**Desafio**
Transcreva na íntegra o trecho abaixo sobre a separação dos pais da narradora.

==== Trecho apresentado ====

De manhã, meu pai me chamava e me beijava, então me abraçava como quem admira uma filha com orgulho.
– Ela está crescendo e virando uma linda garota – ele dizia para minha mãe. – Não sei de quem eu gosto mais, se de você ou da Lizzie… As duas são tão preciosas para mim!
O nome da minha mãe era Agnes, e meu pai gostava de me chamar de Pequena Lizzie
. Enquanto os dois conversavam sobre o futuro, alegres e esperançosos, o sr. Burwell veio até a choupana, com uma carta na mão. Era um senhor gentil em algumas coisas, e, com a maior delicadeza possível, informou a meus pais que eles teriam de se separar, pois em duas horas meu pai precisaria se juntar a seu senhor em Dinwiddie e seguir com ele para o Oeste, onde estava decidido a formar seu futuro lar. O anúncio caiu como um raio sobre aquela pequena e pobre choupana. Lembro-me da cena como se fosse ontem – como meu pai se revoltou com a cruel separação; seu último beijo; a força com que abraçou minha mãe contra o peito; a solene oração aos céus; as lágrimas e os soluços; a angústia temerosa de corações partidos. O último beijo, o último adeus, e meu pai se foi, para sempre. As sombras eclipsaram a luz do sol, e o amor virou desespero. A separação foi eterna. Após a tempestade, não veio a bonança, mas confio que no céu tudo será bom. Nós, que somos esmagados nesta terra por pesadas correntes, que seguimos por uma estrada árdua, dura e espinhosa, tateando o solo na escuridão da meia-noite, ganhamos o direito de gozar da luz do sol na eternidade. No túmulo, ao menos, há de nos ser permitido deitar nossos fardos, para que um novo mundo, um mundo de luz, se abra para nós. A luz que nos é negada aqui há de crescer em uma torrente de esplendor para além das sombras escuras e misteriosas da morte.

==== Itens do conjunto ====

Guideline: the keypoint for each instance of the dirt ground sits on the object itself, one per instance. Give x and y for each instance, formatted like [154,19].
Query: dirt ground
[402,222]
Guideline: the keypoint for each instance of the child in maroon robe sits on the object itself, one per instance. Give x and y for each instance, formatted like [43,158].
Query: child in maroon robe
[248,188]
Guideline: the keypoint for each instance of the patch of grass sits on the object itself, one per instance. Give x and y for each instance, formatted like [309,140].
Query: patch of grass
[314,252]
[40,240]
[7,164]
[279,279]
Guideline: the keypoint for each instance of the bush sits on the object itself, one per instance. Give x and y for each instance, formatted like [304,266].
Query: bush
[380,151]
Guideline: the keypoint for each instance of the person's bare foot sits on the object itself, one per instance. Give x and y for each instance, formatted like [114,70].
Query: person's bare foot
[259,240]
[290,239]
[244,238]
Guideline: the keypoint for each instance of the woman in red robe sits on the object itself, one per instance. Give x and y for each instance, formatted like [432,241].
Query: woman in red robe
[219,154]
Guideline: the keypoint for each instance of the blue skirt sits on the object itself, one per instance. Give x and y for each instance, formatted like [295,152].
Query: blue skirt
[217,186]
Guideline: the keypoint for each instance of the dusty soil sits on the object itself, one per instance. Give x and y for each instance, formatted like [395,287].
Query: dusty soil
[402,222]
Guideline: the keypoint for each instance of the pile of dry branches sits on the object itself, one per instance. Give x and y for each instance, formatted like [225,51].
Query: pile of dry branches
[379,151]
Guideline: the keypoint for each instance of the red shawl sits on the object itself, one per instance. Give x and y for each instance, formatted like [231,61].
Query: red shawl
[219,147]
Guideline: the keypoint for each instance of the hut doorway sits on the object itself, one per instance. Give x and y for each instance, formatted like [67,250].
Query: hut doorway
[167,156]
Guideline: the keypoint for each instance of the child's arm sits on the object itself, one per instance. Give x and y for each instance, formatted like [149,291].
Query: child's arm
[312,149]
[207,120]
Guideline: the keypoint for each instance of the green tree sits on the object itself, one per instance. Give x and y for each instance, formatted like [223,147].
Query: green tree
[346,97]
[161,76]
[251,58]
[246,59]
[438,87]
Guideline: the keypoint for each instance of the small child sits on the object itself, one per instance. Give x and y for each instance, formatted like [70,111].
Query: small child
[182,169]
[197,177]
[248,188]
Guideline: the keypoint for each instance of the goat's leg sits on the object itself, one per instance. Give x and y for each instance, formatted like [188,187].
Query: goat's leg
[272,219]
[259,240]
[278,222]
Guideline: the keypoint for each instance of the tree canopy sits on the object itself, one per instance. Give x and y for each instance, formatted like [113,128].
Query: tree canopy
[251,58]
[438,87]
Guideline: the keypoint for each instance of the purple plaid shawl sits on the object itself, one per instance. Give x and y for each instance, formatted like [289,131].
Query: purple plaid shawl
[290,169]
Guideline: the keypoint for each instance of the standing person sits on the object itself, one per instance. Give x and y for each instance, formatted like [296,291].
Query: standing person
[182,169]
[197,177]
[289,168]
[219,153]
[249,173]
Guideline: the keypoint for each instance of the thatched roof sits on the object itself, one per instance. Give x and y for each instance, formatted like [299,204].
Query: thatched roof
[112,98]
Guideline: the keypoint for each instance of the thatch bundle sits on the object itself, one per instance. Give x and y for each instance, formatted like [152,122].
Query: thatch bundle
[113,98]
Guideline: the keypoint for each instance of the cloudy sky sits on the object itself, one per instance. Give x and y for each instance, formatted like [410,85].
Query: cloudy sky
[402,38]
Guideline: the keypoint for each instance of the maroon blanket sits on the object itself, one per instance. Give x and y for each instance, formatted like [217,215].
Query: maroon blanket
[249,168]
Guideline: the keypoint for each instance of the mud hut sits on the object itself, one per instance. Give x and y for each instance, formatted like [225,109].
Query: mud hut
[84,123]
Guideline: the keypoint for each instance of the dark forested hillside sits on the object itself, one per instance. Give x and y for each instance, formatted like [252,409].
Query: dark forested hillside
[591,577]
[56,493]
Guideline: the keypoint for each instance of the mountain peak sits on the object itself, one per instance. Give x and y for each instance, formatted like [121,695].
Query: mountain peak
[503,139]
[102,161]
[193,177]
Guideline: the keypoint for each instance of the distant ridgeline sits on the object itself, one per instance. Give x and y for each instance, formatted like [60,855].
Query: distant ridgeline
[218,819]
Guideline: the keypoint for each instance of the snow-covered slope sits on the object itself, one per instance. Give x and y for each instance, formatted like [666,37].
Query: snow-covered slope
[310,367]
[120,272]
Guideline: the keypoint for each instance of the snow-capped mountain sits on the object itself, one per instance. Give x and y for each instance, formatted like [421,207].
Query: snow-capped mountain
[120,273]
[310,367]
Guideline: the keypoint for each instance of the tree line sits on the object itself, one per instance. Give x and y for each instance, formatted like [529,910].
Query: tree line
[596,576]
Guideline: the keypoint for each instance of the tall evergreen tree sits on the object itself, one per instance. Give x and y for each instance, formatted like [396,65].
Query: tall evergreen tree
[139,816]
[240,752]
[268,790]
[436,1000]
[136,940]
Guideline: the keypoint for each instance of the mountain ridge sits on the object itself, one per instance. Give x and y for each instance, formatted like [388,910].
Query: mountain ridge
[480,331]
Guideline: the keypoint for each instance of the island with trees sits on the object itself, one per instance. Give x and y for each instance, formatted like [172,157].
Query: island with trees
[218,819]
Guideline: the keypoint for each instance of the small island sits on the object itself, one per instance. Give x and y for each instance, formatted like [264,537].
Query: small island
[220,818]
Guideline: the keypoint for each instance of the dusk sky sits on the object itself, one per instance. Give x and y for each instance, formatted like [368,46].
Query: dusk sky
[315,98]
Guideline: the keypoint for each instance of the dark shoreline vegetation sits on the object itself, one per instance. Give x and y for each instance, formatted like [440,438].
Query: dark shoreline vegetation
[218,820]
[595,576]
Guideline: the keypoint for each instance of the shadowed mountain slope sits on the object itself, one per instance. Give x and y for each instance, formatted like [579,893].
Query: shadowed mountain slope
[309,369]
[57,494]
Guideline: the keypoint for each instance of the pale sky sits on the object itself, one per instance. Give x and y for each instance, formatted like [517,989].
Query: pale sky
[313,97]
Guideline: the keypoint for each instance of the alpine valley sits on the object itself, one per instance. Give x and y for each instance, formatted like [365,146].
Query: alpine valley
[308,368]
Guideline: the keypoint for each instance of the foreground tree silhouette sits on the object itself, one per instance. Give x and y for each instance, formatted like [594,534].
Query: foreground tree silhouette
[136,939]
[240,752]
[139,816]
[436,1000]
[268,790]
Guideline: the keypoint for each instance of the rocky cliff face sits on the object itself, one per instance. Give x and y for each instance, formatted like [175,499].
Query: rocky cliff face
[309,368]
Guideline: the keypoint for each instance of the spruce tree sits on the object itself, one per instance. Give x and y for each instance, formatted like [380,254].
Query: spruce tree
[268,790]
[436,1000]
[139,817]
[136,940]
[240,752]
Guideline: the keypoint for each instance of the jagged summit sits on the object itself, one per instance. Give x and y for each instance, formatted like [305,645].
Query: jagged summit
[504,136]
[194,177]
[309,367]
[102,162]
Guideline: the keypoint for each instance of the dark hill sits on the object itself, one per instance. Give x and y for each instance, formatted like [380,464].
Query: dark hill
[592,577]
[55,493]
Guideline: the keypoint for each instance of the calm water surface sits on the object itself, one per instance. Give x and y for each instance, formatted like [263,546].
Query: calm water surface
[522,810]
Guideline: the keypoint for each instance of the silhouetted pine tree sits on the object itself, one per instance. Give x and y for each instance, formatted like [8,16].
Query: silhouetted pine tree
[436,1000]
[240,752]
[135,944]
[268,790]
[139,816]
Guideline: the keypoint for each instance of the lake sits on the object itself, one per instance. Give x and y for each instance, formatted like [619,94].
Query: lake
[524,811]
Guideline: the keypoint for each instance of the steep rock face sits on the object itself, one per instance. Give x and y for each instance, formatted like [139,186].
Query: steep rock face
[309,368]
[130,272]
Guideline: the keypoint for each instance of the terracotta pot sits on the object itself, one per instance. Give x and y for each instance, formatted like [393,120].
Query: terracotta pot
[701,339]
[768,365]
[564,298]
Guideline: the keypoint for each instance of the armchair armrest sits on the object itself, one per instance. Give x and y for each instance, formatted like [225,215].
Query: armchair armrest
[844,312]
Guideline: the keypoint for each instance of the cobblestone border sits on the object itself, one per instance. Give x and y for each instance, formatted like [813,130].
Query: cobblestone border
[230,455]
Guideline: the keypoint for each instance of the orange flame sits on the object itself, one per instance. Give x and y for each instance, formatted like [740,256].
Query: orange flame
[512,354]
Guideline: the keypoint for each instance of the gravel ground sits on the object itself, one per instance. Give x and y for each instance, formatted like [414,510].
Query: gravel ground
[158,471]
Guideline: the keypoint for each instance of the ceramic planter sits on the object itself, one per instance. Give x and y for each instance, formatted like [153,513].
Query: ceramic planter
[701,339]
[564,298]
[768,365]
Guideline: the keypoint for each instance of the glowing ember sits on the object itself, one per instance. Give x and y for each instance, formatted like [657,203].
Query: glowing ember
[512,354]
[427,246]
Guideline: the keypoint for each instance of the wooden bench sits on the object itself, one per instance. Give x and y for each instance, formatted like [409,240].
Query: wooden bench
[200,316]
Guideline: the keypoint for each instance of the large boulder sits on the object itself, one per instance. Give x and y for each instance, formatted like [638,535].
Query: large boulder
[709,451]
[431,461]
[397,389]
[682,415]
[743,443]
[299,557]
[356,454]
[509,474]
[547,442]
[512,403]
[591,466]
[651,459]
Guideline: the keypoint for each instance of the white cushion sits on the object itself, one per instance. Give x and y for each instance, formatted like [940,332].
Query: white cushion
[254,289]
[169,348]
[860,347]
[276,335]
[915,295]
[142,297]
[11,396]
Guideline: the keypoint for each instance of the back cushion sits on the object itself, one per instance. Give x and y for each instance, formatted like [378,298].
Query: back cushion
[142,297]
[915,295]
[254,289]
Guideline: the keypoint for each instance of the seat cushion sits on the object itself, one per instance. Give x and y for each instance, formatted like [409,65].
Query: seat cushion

====

**Exercício concluído**
De manhã, meu pai me chamava e me beijava, então me abraçava como quem admira uma filha com orgulho.
– Ela está crescendo e virando uma linda garota – ele dizia para minha mãe. – Não sei de quem eu gosto mais, se de você ou da Lizzie… As duas são tão preciosas para mim!
O nome da minha mãe era Agnes, e meu pai gostava de me chamar de Pequena Lizzie
. Enquanto os dois conversavam sobre o futuro, alegres e esperançosos, o sr. Burwell veio até a choupana, com uma carta na mão. Era um senhor gentil em algumas coisas, e, com a maior delicadeza possível, informou a meus pais que eles teriam de se separar, pois em duas horas meu pai precisaria se juntar a seu senhor em Dinwiddie e seguir com ele para o Oeste, onde estava decidido a formar seu futuro lar. O anúncio caiu como um raio sobre aquela pequena e pobre choupana. Lembro-me da cena como se fosse ontem – como meu pai se revoltou com a cruel separação; seu último beijo; a força com que abraçou minha mãe contra o peito; a solene oração aos céus; as lágrimas e os soluços; a angústia temerosa de corações partidos. O último beijo, o último adeus, e meu pai se foi, para sempre. As sombras eclipsaram a luz do sol, e o amor virou desespero. A separação foi eterna. Após a tempestade, não veio a bonança, mas confio que no céu tudo será bom. Nós, que somos esmagados nesta terra por pesadas correntes, que seguimos por uma estrada árdua, dura e espinhosa, tateando o solo na escuridão da meia-noite, ganhamos o direito de gozar da luz do sol na eternidade. No túmulo, ao menos, há de nos ser permitido deitar nossos fardos, para que um novo mundo, um mundo de luz, se abra para nós. A luz que nos é negada aqui há de crescer em uma torrente de esplendor para além das sombras escuras e misteriosas da morte.